WRITTEN REQUEST:
Copy the records below without changing anything, starting at the line that contains "(format x=72, y=152)" and stopping after the line that contains "x=215, y=81".

RECORDS TO PROCESS:
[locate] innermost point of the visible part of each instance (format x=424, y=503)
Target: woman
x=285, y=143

---

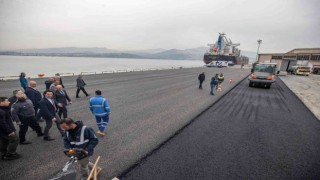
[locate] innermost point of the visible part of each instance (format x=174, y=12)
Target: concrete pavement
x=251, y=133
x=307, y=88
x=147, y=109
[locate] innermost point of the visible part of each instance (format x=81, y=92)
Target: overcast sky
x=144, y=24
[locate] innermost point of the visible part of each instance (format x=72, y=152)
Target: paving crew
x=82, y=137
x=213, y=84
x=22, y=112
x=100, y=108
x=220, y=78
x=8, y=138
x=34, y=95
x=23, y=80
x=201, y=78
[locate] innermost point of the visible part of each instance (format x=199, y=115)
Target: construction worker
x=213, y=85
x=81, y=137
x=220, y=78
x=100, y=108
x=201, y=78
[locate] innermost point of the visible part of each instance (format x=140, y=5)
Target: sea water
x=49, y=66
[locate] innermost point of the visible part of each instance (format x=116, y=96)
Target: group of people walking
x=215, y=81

* * *

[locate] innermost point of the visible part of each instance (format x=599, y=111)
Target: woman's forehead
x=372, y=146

TASK RESULT:
[locate] innermost point of the visible part of each instance (format x=72, y=152)
Target: paving crew
x=82, y=137
x=213, y=84
x=22, y=112
x=100, y=108
x=220, y=78
x=8, y=138
x=34, y=95
x=23, y=80
x=201, y=78
[locate] innermost point of the visible part of each instance (format x=199, y=115)
Target: construction worker
x=213, y=85
x=81, y=137
x=220, y=78
x=100, y=108
x=201, y=78
[locate] innermost point of the visible part of each instance (format x=140, y=5)
Target: sea water
x=49, y=66
[locate] innermost point of the visible part of each instance (format x=116, y=96)
Target: group of people walking
x=215, y=81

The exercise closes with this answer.